- [Exercise directions] Using the entries below, transcribe exactly the line containing "Where can you spot the stair" and each line that follows it to the end.

- [Given records]
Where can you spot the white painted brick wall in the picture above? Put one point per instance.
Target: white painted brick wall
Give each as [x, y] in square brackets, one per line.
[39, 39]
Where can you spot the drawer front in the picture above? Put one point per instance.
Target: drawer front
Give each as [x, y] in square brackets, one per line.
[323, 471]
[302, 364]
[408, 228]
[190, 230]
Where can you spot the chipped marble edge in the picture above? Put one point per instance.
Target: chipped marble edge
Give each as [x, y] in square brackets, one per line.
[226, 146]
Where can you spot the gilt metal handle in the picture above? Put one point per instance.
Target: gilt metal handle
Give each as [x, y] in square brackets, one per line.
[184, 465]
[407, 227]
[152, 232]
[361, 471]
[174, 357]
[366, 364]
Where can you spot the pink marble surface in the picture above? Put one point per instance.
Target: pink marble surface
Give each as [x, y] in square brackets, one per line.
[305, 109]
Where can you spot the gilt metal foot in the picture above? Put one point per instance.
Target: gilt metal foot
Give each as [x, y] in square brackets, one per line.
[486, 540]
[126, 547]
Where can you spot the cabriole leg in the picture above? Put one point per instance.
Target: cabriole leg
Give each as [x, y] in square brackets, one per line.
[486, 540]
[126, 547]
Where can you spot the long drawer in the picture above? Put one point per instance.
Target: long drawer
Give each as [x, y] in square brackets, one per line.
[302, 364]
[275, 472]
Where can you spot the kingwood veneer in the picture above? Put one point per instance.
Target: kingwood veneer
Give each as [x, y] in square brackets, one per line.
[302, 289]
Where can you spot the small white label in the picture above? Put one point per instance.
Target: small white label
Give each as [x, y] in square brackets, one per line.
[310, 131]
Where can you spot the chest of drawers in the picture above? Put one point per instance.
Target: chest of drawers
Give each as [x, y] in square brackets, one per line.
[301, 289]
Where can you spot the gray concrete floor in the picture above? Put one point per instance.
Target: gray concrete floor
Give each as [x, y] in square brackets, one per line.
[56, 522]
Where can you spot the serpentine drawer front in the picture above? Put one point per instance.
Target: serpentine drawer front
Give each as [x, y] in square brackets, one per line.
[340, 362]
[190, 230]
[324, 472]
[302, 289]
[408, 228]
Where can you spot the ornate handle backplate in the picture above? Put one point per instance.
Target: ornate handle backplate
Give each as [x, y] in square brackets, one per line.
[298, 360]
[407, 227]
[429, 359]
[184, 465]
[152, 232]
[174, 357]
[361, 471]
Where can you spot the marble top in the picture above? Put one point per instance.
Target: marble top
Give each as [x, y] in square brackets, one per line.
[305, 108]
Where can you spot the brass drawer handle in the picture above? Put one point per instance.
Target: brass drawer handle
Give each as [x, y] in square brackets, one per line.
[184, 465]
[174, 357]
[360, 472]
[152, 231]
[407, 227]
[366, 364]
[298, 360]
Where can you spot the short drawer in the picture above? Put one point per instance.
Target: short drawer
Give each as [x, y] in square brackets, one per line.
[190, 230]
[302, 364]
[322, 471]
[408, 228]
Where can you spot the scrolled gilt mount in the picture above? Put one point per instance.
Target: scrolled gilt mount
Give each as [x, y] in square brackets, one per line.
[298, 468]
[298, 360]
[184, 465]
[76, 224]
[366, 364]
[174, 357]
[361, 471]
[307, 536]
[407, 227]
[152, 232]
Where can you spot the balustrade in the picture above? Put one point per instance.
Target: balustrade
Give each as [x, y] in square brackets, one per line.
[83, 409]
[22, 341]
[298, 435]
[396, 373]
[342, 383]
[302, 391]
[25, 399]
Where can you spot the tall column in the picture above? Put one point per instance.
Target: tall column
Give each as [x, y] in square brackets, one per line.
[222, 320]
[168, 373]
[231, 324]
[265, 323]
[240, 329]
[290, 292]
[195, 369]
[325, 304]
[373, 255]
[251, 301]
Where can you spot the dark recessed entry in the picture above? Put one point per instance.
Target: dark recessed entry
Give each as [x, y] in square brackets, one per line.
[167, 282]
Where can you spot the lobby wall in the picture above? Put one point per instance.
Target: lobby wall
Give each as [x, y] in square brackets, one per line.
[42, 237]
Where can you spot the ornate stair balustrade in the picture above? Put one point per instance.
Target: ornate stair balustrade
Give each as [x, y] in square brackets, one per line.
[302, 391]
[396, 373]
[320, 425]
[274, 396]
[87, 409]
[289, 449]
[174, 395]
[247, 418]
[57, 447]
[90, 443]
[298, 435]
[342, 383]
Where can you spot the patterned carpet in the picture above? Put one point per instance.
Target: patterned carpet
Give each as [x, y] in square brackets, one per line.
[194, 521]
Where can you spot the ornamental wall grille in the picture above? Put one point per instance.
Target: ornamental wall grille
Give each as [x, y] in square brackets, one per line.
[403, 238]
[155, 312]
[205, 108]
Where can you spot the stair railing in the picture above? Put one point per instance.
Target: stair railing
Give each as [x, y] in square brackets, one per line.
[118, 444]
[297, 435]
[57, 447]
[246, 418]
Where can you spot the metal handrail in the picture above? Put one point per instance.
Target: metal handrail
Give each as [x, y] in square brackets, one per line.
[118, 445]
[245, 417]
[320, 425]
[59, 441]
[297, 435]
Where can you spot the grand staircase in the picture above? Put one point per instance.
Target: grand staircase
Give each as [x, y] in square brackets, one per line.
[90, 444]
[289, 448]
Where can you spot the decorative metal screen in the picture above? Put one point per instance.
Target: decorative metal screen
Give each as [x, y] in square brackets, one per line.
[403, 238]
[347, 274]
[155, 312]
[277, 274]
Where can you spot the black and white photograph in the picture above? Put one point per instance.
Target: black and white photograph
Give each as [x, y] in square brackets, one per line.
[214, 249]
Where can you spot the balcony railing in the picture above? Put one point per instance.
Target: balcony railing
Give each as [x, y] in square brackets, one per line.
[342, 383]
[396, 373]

- [Complete output]
Where can you spot the stair railing in the picture above? Put one point per instance.
Target: stair railing
Give each as [x, y] in square brackets, one per line.
[118, 444]
[297, 435]
[57, 447]
[246, 418]
Where can you spot the metal handrail in the picture above? Put one point per instance.
Target: metal handrail
Give each as [x, y] in square brackets, one per line.
[118, 445]
[245, 417]
[320, 425]
[59, 441]
[297, 435]
Where can you spot the grand staircase in the picture above? Put one point per instance.
Target: grand staircase
Give each as [x, y] in square brackets, one per line.
[90, 444]
[289, 448]
Where can you spot the decorative metal screen in the picture above? Put one point per instance.
Target: decorative metal screen
Give each as [x, y] in square brackets, one per line.
[403, 238]
[347, 274]
[155, 312]
[277, 274]
Where can you spot the black and white photograph in the picture above? Put one point per instance.
Target: black and white photograph
Give each as [x, y] in square brackets, one per line.
[214, 249]
Where can you spot the balcony railing in the picture above? Put one point per instance.
Target: balcony railing
Give each as [x, y] in square brackets, one per line.
[342, 383]
[396, 373]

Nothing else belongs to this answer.